EXCERPTED PASSAGE:
View on Hugging Face
Source dataset card and downloadable files for lance-format/openvid-lance.
Lance format version of the OpenVid dataset with 937,957 high-quality videos stored with inline video blobs, embeddings, and rich metadata.
Key Features:
The dataset is stored in lance format with inline video blobs, video embeddings, and rich metadata.
- Videos stored inline as blobs - No external files to manage
- Efficient column access - Load metadata without touching video data
- Prebuilt indices available - IVF_PQ index for similarity search, FTS index on captions
- Fast random access - Read any video instantly by index
- HuggingFace integration - Load directly from the Hub
Load lance dataset using datasets.load_dataset
import datasets
hf_ds = datasets.load_dataset(
"lance-format/openvid-lance",
split="train",
streaming=True,
)
# Take first three rows and print captions
for row in hf_ds.take(3):
print(row["caption"])

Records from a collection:
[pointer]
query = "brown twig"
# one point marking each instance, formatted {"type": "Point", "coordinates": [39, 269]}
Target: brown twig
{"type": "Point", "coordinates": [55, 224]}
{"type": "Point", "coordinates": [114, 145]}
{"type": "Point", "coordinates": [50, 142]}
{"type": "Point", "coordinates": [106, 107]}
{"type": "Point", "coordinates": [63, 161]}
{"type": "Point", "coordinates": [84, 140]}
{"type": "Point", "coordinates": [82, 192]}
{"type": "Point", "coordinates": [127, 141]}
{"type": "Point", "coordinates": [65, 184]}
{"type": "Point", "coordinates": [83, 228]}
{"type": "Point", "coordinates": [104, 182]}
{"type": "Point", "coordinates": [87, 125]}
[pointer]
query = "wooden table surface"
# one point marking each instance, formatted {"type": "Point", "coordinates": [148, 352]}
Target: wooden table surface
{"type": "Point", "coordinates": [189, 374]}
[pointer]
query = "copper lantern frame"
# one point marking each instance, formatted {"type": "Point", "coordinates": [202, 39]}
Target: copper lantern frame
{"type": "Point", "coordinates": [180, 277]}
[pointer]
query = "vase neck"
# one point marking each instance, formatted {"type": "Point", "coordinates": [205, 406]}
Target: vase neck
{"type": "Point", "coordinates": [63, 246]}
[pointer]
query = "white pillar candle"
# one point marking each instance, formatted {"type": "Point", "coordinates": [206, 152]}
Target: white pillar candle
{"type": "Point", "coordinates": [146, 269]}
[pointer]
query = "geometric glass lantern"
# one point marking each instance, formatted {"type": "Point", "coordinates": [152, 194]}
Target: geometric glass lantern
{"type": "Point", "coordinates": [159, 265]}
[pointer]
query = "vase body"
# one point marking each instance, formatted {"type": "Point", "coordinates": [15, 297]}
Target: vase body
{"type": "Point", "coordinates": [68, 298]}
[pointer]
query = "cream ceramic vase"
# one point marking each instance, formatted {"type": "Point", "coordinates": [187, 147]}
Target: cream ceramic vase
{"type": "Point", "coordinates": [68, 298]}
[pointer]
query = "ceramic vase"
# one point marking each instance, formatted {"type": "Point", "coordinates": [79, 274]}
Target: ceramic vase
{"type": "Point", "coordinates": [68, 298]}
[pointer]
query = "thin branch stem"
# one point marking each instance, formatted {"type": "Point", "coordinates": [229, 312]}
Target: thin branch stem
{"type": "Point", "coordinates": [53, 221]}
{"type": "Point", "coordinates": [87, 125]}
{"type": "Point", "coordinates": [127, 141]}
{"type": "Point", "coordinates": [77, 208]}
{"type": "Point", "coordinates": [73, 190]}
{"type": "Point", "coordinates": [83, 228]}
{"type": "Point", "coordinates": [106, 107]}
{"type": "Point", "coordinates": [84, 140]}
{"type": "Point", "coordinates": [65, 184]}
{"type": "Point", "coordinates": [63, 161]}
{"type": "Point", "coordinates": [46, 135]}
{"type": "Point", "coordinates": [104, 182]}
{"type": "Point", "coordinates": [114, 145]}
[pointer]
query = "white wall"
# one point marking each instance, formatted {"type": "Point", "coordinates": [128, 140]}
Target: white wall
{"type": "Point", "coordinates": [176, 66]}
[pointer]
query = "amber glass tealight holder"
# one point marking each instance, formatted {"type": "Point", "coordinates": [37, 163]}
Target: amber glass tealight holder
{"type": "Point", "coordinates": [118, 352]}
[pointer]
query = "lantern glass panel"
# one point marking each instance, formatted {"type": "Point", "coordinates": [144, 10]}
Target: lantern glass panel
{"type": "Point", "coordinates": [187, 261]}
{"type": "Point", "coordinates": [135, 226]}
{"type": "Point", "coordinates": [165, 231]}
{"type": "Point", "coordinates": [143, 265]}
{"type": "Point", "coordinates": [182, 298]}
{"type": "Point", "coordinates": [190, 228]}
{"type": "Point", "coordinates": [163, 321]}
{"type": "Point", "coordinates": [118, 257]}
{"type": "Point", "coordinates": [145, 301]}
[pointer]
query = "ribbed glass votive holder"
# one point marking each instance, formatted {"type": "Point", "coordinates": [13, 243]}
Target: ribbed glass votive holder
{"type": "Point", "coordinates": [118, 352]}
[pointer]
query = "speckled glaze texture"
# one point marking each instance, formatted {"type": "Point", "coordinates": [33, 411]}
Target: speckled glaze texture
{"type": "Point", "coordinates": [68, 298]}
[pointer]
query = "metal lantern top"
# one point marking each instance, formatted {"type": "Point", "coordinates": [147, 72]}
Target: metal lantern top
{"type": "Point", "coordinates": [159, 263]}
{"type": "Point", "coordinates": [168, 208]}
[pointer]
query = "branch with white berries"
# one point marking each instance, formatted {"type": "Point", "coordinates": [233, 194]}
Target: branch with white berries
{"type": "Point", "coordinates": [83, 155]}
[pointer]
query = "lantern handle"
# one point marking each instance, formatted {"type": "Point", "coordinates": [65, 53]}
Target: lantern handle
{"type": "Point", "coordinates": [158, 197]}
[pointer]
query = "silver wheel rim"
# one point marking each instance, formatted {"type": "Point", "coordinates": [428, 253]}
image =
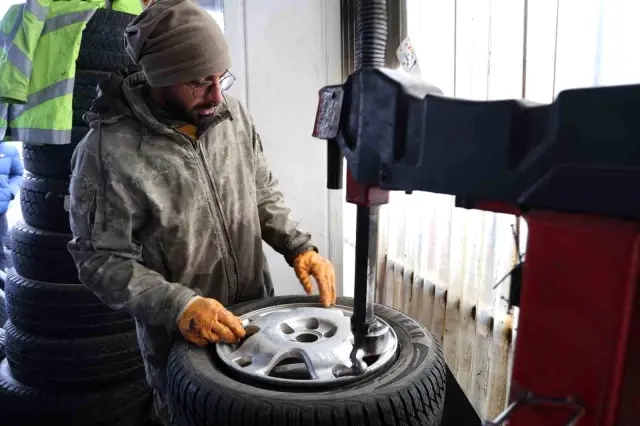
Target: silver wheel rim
{"type": "Point", "coordinates": [302, 345]}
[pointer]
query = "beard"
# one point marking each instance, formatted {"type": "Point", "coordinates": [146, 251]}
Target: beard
{"type": "Point", "coordinates": [190, 115]}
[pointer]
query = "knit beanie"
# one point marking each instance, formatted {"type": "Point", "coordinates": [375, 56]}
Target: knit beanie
{"type": "Point", "coordinates": [176, 41]}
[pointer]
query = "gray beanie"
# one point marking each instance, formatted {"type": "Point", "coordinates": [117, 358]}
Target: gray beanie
{"type": "Point", "coordinates": [176, 41]}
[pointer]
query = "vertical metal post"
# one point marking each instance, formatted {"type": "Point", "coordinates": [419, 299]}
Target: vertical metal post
{"type": "Point", "coordinates": [371, 41]}
{"type": "Point", "coordinates": [366, 267]}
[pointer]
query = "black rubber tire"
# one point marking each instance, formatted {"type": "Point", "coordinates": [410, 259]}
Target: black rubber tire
{"type": "Point", "coordinates": [42, 201]}
{"type": "Point", "coordinates": [61, 310]}
{"type": "Point", "coordinates": [409, 393]}
{"type": "Point", "coordinates": [22, 405]}
{"type": "Point", "coordinates": [3, 308]}
{"type": "Point", "coordinates": [102, 45]}
{"type": "Point", "coordinates": [89, 363]}
{"type": "Point", "coordinates": [42, 255]}
{"type": "Point", "coordinates": [2, 337]}
{"type": "Point", "coordinates": [52, 161]}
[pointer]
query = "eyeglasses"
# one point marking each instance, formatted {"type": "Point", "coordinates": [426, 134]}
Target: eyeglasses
{"type": "Point", "coordinates": [225, 82]}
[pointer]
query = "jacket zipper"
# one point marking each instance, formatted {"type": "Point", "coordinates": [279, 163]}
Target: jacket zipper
{"type": "Point", "coordinates": [233, 268]}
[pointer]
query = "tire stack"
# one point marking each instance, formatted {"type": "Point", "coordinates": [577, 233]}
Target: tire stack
{"type": "Point", "coordinates": [69, 358]}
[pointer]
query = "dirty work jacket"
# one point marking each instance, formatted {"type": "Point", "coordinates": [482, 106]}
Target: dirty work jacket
{"type": "Point", "coordinates": [158, 218]}
{"type": "Point", "coordinates": [11, 171]}
{"type": "Point", "coordinates": [40, 41]}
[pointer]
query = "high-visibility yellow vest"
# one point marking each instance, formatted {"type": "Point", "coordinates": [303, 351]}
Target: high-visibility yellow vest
{"type": "Point", "coordinates": [40, 42]}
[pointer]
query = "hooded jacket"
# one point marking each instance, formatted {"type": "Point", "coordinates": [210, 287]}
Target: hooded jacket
{"type": "Point", "coordinates": [158, 217]}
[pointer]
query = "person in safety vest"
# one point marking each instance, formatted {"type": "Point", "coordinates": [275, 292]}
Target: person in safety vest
{"type": "Point", "coordinates": [11, 171]}
{"type": "Point", "coordinates": [171, 195]}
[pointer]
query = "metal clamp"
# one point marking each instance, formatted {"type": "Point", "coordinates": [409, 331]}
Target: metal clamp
{"type": "Point", "coordinates": [529, 399]}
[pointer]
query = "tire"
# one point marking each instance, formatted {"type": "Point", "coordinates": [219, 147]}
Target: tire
{"type": "Point", "coordinates": [409, 393]}
{"type": "Point", "coordinates": [61, 310]}
{"type": "Point", "coordinates": [79, 364]}
{"type": "Point", "coordinates": [102, 45]}
{"type": "Point", "coordinates": [22, 405]}
{"type": "Point", "coordinates": [42, 255]}
{"type": "Point", "coordinates": [3, 309]}
{"type": "Point", "coordinates": [42, 201]}
{"type": "Point", "coordinates": [53, 161]}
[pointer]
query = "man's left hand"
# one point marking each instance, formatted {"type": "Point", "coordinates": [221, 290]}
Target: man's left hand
{"type": "Point", "coordinates": [309, 264]}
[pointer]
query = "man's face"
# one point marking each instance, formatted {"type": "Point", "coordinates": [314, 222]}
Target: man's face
{"type": "Point", "coordinates": [196, 101]}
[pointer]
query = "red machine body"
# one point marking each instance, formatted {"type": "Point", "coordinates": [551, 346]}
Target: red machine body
{"type": "Point", "coordinates": [571, 169]}
{"type": "Point", "coordinates": [579, 324]}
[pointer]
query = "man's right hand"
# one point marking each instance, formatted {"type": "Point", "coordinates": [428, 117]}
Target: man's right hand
{"type": "Point", "coordinates": [206, 321]}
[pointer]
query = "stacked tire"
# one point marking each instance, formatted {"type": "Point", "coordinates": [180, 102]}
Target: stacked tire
{"type": "Point", "coordinates": [69, 359]}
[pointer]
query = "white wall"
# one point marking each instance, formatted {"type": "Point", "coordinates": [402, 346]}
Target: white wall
{"type": "Point", "coordinates": [283, 52]}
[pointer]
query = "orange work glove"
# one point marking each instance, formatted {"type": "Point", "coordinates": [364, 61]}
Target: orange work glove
{"type": "Point", "coordinates": [205, 321]}
{"type": "Point", "coordinates": [310, 263]}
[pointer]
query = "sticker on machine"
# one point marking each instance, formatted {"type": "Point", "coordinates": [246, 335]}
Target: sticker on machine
{"type": "Point", "coordinates": [408, 57]}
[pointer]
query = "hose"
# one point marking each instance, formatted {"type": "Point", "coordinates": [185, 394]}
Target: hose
{"type": "Point", "coordinates": [371, 34]}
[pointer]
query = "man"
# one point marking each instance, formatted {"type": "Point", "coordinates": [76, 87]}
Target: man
{"type": "Point", "coordinates": [171, 195]}
{"type": "Point", "coordinates": [11, 171]}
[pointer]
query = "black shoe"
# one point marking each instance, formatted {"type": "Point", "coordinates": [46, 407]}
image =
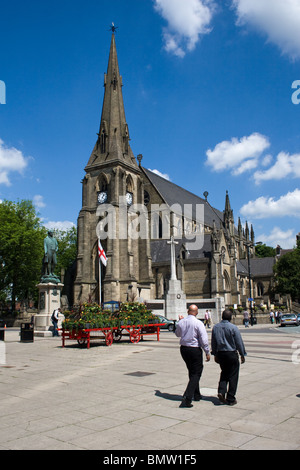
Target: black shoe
{"type": "Point", "coordinates": [222, 398]}
{"type": "Point", "coordinates": [198, 397]}
{"type": "Point", "coordinates": [231, 403]}
{"type": "Point", "coordinates": [185, 404]}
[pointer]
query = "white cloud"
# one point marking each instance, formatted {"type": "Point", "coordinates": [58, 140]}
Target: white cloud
{"type": "Point", "coordinates": [11, 160]}
{"type": "Point", "coordinates": [265, 207]}
{"type": "Point", "coordinates": [38, 201]}
{"type": "Point", "coordinates": [159, 173]}
{"type": "Point", "coordinates": [59, 225]}
{"type": "Point", "coordinates": [238, 155]}
{"type": "Point", "coordinates": [278, 19]}
{"type": "Point", "coordinates": [285, 165]}
{"type": "Point", "coordinates": [187, 20]}
{"type": "Point", "coordinates": [285, 238]}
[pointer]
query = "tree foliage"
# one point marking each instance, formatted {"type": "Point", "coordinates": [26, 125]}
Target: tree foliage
{"type": "Point", "coordinates": [287, 272]}
{"type": "Point", "coordinates": [21, 250]}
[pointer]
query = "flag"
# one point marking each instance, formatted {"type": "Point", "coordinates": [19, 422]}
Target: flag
{"type": "Point", "coordinates": [101, 253]}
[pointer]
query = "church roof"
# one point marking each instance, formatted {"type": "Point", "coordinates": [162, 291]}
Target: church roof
{"type": "Point", "coordinates": [258, 266]}
{"type": "Point", "coordinates": [172, 194]}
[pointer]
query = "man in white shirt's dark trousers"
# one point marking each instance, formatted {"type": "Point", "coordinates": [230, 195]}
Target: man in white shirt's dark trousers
{"type": "Point", "coordinates": [227, 344]}
{"type": "Point", "coordinates": [193, 338]}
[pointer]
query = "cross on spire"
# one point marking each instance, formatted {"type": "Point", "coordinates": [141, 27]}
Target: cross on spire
{"type": "Point", "coordinates": [113, 28]}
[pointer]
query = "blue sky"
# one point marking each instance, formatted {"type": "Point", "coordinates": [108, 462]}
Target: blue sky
{"type": "Point", "coordinates": [207, 91]}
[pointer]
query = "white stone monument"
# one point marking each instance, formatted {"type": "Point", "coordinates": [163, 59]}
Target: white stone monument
{"type": "Point", "coordinates": [175, 299]}
{"type": "Point", "coordinates": [50, 289]}
{"type": "Point", "coordinates": [49, 300]}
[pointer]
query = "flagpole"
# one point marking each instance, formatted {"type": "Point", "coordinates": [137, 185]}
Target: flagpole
{"type": "Point", "coordinates": [100, 282]}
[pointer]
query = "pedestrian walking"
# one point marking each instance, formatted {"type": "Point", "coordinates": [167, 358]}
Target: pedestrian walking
{"type": "Point", "coordinates": [54, 319]}
{"type": "Point", "coordinates": [207, 319]}
{"type": "Point", "coordinates": [246, 318]}
{"type": "Point", "coordinates": [227, 344]}
{"type": "Point", "coordinates": [193, 339]}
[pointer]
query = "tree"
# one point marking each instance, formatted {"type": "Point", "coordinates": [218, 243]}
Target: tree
{"type": "Point", "coordinates": [287, 273]}
{"type": "Point", "coordinates": [264, 251]}
{"type": "Point", "coordinates": [21, 250]}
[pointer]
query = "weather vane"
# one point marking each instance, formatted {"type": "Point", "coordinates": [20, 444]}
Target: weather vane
{"type": "Point", "coordinates": [113, 28]}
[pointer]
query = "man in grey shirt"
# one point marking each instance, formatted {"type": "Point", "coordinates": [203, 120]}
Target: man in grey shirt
{"type": "Point", "coordinates": [193, 338]}
{"type": "Point", "coordinates": [226, 343]}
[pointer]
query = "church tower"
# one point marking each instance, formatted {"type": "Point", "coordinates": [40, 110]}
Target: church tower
{"type": "Point", "coordinates": [111, 189]}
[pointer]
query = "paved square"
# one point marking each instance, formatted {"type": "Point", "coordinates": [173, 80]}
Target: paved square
{"type": "Point", "coordinates": [127, 396]}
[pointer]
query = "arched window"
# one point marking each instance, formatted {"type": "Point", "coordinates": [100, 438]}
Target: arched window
{"type": "Point", "coordinates": [260, 289]}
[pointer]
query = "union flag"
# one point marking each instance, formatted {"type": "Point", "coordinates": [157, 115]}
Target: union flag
{"type": "Point", "coordinates": [101, 253]}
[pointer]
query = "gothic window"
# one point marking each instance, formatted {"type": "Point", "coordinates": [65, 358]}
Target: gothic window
{"type": "Point", "coordinates": [102, 183]}
{"type": "Point", "coordinates": [126, 138]}
{"type": "Point", "coordinates": [103, 141]}
{"type": "Point", "coordinates": [129, 184]}
{"type": "Point", "coordinates": [227, 281]}
{"type": "Point", "coordinates": [260, 289]}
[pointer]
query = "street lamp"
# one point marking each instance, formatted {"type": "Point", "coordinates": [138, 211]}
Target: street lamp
{"type": "Point", "coordinates": [250, 286]}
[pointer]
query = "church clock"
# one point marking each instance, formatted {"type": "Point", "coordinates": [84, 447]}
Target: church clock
{"type": "Point", "coordinates": [101, 197]}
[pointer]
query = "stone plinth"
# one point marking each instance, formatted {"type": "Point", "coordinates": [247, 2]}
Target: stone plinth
{"type": "Point", "coordinates": [175, 300]}
{"type": "Point", "coordinates": [49, 300]}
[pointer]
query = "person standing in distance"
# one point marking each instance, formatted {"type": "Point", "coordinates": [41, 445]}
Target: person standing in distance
{"type": "Point", "coordinates": [193, 338]}
{"type": "Point", "coordinates": [226, 343]}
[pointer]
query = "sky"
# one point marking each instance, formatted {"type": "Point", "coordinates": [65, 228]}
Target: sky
{"type": "Point", "coordinates": [211, 91]}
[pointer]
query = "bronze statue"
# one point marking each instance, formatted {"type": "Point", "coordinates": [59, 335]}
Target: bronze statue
{"type": "Point", "coordinates": [50, 260]}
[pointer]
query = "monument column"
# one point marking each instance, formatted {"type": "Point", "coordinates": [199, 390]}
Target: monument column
{"type": "Point", "coordinates": [175, 299]}
{"type": "Point", "coordinates": [49, 288]}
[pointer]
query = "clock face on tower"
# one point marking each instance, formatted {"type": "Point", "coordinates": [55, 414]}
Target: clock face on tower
{"type": "Point", "coordinates": [101, 197]}
{"type": "Point", "coordinates": [129, 198]}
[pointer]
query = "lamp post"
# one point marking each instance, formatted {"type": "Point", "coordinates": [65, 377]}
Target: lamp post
{"type": "Point", "coordinates": [250, 279]}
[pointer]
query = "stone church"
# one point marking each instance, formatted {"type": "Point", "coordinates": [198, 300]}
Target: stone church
{"type": "Point", "coordinates": [135, 213]}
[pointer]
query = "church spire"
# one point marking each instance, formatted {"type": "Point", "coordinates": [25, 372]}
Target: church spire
{"type": "Point", "coordinates": [113, 138]}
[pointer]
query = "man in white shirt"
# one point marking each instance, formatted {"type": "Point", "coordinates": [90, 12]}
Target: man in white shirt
{"type": "Point", "coordinates": [193, 338]}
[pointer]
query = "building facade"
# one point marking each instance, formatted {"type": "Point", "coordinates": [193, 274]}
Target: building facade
{"type": "Point", "coordinates": [134, 212]}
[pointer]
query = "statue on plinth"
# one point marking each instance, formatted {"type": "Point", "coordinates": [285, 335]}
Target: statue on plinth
{"type": "Point", "coordinates": [50, 259]}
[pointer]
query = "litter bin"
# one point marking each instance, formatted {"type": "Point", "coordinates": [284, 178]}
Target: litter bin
{"type": "Point", "coordinates": [2, 330]}
{"type": "Point", "coordinates": [27, 332]}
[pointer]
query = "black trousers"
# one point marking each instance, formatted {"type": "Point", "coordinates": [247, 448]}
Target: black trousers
{"type": "Point", "coordinates": [194, 363]}
{"type": "Point", "coordinates": [230, 366]}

GOALS:
**1)** Summarize the OpenVid dataset card excerpt in two sentences.
**2)** Tally the lines of the entries that contain the string "post" and give only that number.
The OpenVid dataset card excerpt and the entries have nothing to do with each other.

OUTPUTS IN ORDER:
**1)** The excerpt presents a Lance format version of the OpenVid dataset with 937,957 high-quality videos stored as inline blobs, along with video embeddings and rich metadata. It lists efficient column access, prebuilt IVF_PQ and FTS indices, fast random access by index, and direct loading from the Hub as key features, and it shows how to load the dataset with datasets.load_dataset in streaming mode and print the captions of the first three rows.

**2)** 4